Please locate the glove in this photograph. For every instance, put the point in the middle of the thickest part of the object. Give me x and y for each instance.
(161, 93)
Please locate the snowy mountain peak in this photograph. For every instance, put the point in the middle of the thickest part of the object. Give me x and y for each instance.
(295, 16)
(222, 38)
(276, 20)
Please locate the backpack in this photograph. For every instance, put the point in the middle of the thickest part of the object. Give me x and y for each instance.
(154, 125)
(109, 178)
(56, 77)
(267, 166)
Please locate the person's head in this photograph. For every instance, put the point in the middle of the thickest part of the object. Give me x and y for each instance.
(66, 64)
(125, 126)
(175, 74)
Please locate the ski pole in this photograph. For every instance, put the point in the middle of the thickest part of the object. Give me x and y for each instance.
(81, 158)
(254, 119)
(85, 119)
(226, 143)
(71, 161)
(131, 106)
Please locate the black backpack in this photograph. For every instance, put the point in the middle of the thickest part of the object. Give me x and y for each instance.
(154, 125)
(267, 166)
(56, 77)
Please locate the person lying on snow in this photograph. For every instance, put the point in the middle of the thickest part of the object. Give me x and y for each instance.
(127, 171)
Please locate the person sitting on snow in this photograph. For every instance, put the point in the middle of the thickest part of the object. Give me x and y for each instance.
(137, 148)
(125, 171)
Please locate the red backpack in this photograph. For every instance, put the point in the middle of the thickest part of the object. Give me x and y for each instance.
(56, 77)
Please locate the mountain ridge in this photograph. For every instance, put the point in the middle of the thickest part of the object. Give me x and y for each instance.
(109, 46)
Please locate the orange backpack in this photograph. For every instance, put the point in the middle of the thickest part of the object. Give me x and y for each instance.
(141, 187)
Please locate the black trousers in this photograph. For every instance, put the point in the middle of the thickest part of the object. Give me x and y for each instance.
==
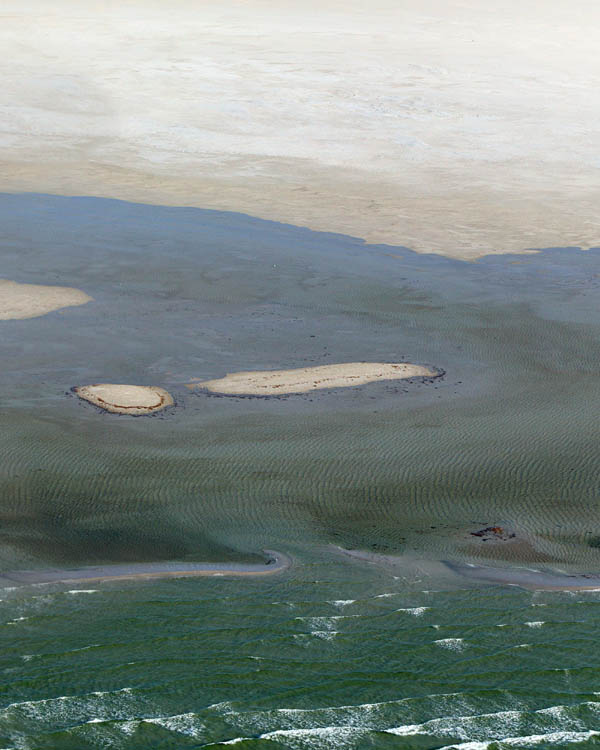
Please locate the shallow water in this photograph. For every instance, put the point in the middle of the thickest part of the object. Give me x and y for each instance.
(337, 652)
==
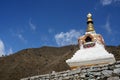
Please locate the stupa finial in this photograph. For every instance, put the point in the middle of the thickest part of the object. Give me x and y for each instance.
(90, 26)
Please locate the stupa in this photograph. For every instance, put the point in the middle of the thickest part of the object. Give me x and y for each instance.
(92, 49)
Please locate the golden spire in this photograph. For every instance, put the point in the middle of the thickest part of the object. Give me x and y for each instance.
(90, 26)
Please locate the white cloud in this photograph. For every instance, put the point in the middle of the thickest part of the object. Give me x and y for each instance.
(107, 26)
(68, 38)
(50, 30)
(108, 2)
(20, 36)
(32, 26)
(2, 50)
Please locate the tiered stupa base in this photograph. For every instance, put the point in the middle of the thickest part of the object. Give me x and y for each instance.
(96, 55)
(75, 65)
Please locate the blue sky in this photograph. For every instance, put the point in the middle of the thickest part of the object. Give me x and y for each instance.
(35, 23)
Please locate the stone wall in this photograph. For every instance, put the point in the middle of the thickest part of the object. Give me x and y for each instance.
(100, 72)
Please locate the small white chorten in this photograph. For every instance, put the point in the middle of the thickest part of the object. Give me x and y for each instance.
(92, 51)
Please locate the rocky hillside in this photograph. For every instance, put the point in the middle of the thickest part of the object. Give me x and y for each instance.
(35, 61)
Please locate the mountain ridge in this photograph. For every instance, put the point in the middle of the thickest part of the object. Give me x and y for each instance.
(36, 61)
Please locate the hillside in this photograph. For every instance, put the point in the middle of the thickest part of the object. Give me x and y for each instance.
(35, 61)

→ **Task to complete**: In the entries above, find the line with "Please locate the person sitting" and the line with "Please locate the black trousers", then restate word for word both of them and every line between, with nothing more.

→ **Answer for this exercise**:
Please locate the person sitting on snow in this photograph. For every instance, put the point in the middle of the thickest part of the object. Give me x and y for each instance.
(137, 148)
(125, 171)
Please locate the red backpack in this photograph. For every instance, put the point in the middle of the thickest part of the object. Give me x and y for each instance.
(56, 77)
Please locate the mountain ridge in this photograph. For every instance, put the point in the middle of the thickest part of the object. Give me x and y for each instance.
(109, 46)
Please locate the orange backpack in this photograph. For every instance, put the point in the middle of the thickest part of the object. Give me x and y for each instance.
(141, 187)
Please locate the black trousers in this photograph. For every instance, put the point in the middle of the thickest part of the object. Give me x and y for each instance.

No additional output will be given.